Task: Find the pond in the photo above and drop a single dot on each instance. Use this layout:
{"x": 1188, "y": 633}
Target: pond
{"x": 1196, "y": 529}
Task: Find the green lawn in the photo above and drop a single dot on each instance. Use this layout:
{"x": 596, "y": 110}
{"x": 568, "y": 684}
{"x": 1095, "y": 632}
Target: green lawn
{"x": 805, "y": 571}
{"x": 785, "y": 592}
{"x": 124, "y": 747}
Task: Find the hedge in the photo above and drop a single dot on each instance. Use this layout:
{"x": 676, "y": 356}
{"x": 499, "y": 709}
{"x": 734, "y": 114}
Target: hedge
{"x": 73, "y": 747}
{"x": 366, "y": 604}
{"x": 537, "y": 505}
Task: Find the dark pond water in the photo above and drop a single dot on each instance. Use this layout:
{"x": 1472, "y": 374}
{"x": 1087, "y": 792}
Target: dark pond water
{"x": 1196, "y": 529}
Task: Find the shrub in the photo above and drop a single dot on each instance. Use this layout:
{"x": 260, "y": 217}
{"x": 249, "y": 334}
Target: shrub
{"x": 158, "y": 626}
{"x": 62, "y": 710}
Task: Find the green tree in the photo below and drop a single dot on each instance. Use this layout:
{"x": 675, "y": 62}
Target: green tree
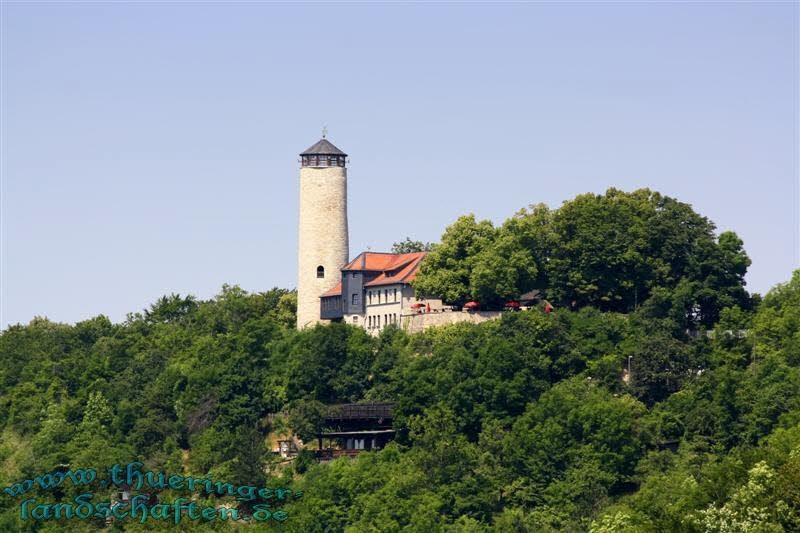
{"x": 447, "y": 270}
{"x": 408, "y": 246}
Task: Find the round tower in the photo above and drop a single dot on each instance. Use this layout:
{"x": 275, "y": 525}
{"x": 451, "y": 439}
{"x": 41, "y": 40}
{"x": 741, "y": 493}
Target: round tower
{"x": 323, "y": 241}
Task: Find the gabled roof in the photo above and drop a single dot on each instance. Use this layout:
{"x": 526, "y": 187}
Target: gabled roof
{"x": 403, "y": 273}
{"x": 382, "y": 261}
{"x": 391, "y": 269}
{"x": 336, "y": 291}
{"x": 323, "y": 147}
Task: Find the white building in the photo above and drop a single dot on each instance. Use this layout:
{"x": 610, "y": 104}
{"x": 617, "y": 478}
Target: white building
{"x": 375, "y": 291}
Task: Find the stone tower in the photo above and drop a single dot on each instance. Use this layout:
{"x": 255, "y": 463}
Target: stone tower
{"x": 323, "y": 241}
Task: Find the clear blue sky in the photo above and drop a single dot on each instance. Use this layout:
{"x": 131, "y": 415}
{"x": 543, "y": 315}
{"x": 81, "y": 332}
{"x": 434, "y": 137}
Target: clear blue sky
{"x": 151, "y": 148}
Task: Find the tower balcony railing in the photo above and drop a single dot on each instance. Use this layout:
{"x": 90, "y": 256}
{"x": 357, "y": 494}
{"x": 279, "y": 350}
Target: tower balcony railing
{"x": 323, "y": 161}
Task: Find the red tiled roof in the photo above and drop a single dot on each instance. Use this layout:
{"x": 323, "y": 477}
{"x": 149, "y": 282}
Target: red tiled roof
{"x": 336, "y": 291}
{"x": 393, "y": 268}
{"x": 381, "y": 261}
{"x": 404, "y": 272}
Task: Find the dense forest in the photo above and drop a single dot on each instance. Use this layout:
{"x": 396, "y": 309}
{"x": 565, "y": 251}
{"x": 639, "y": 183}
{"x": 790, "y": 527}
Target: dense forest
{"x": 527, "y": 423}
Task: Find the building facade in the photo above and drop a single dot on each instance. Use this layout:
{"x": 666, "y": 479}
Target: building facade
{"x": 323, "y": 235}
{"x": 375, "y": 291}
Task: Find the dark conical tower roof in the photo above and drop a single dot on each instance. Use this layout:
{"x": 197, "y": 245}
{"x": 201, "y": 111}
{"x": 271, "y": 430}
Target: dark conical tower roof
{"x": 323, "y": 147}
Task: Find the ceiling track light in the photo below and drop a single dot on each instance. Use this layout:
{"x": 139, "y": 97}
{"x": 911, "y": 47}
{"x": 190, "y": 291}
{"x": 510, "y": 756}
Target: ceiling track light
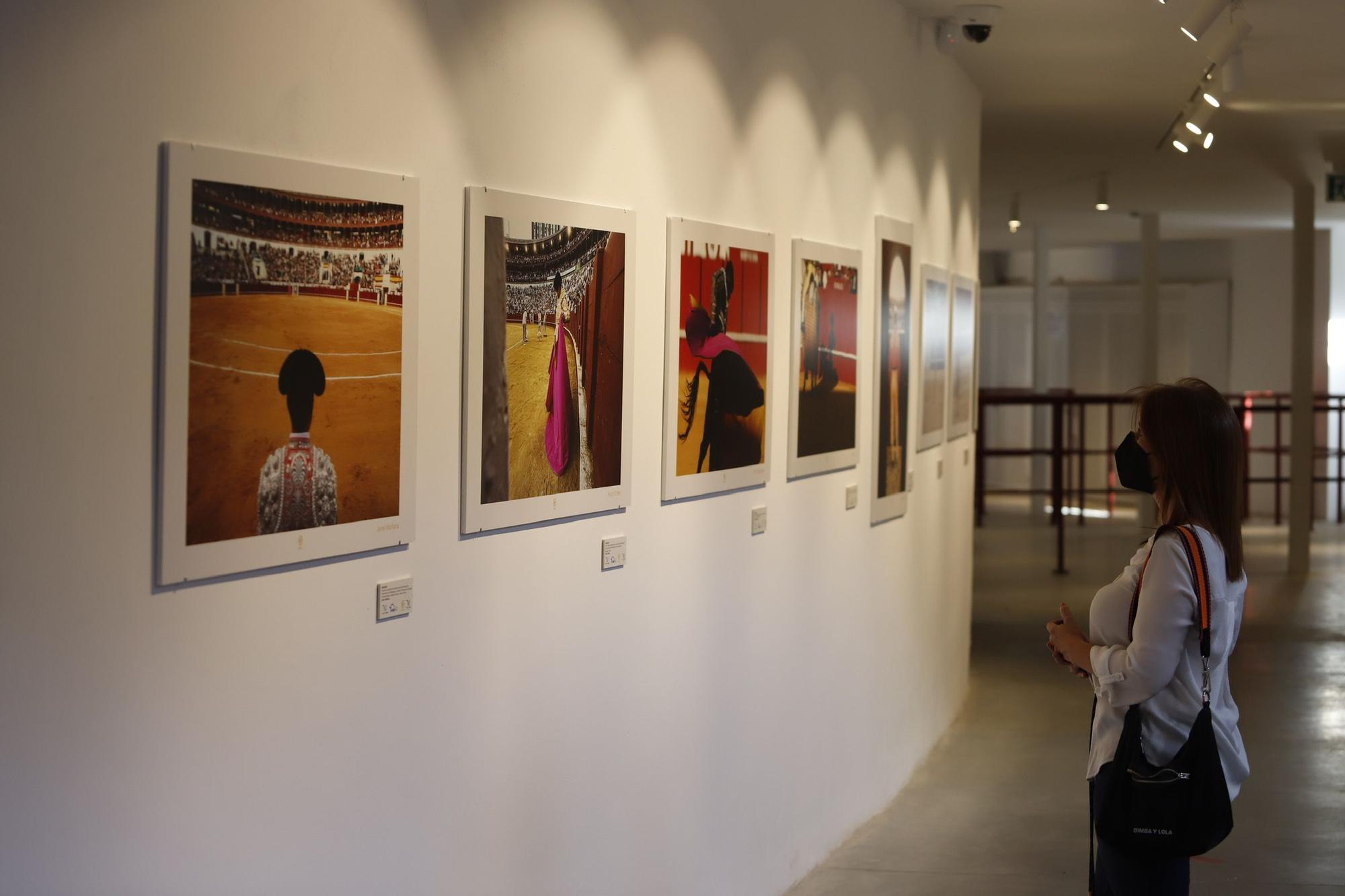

** Work order **
Retype all the material word for word while skipping any picture it contains.

** Output below **
Task: Find the pond in the photo above and drop a single dot on each instance. Use this layout:
{"x": 1188, "y": 633}
Target: pond
{"x": 1196, "y": 529}
Task: Find the green lawn in the photo above and drop a single dot on each instance. Use this layout:
{"x": 596, "y": 110}
{"x": 568, "y": 684}
{"x": 1095, "y": 632}
Target: green lawn
{"x": 805, "y": 571}
{"x": 785, "y": 592}
{"x": 124, "y": 747}
Task: Find the hedge in the photo above and drop a single dot on each instance. Use this layout:
{"x": 676, "y": 356}
{"x": 499, "y": 709}
{"x": 734, "y": 114}
Target: hedge
{"x": 73, "y": 747}
{"x": 366, "y": 604}
{"x": 537, "y": 505}
Task: Find the dark pond water in the photo above and drop a single dot on each instance. Use this layout:
{"x": 1472, "y": 374}
{"x": 1087, "y": 792}
Target: dark pond water
{"x": 1196, "y": 529}
Task: Find the shrub in the photo above and drop a single dot on each instance. Use this layout:
{"x": 260, "y": 217}
{"x": 249, "y": 334}
Target: shrub
{"x": 158, "y": 626}
{"x": 62, "y": 710}
Task: Find the green tree in the photo below and drop a single dot on each instance. Use this layout:
{"x": 675, "y": 62}
Target: green tree
{"x": 447, "y": 270}
{"x": 408, "y": 246}
Task: Find the round tower in the photo above and drop a single dot on each instance. Use this layout:
{"x": 275, "y": 525}
{"x": 451, "y": 439}
{"x": 41, "y": 40}
{"x": 741, "y": 493}
Target: round tower
{"x": 323, "y": 241}
Task: Find the gabled roof in the photo above and drop a single dot on each instance. Use this layout:
{"x": 526, "y": 187}
Target: gabled roof
{"x": 403, "y": 273}
{"x": 382, "y": 261}
{"x": 391, "y": 269}
{"x": 336, "y": 291}
{"x": 323, "y": 147}
Task: Find the white building in the photo above and drop a single dot on each instance. Use this layout:
{"x": 610, "y": 104}
{"x": 617, "y": 478}
Target: white building
{"x": 375, "y": 291}
Task: Find the stone tower in the photo above and drop a single dot on each instance. Use this layout:
{"x": 255, "y": 463}
Target: stone tower
{"x": 323, "y": 241}
Task: Find the clear blue sky in the photo above and drop a single dot on each instance. Use this layout:
{"x": 131, "y": 415}
{"x": 543, "y": 315}
{"x": 81, "y": 332}
{"x": 434, "y": 137}
Target: clear blue sky
{"x": 151, "y": 148}
Task: Find the tower balcony railing in the photo above and drop a single dot on each instance. Use this layout:
{"x": 90, "y": 256}
{"x": 357, "y": 494}
{"x": 279, "y": 350}
Target: tower balcony railing
{"x": 323, "y": 161}
Task: Find the red tiled roof in the photo above and drop a single dot on each instance. Use this layout:
{"x": 323, "y": 477}
{"x": 149, "y": 282}
Target: red tiled roof
{"x": 336, "y": 291}
{"x": 393, "y": 268}
{"x": 381, "y": 261}
{"x": 404, "y": 272}
Task: Find the dense forest in the photo above and drop a single dot on each instance. Use this layout:
{"x": 396, "y": 309}
{"x": 565, "y": 251}
{"x": 639, "y": 183}
{"x": 790, "y": 527}
Target: dense forest
{"x": 527, "y": 423}
Task: Find the building facade in the photo above and drop a single dot on each instance. Use this layout:
{"x": 666, "y": 479}
Target: building facade
{"x": 323, "y": 235}
{"x": 375, "y": 291}
Task: Find the dark conical tower roof in the photo above and drop a single dot on each instance. Use this layout:
{"x": 197, "y": 245}
{"x": 201, "y": 111}
{"x": 271, "y": 430}
Target: dark conical tower roof
{"x": 323, "y": 147}
Task: Find the ceiling track light in the photo below and drop a single dot on each instance. Use this layout:
{"x": 139, "y": 97}
{"x": 911, "y": 47}
{"x": 190, "y": 291}
{"x": 510, "y": 756}
Target: ceiling track light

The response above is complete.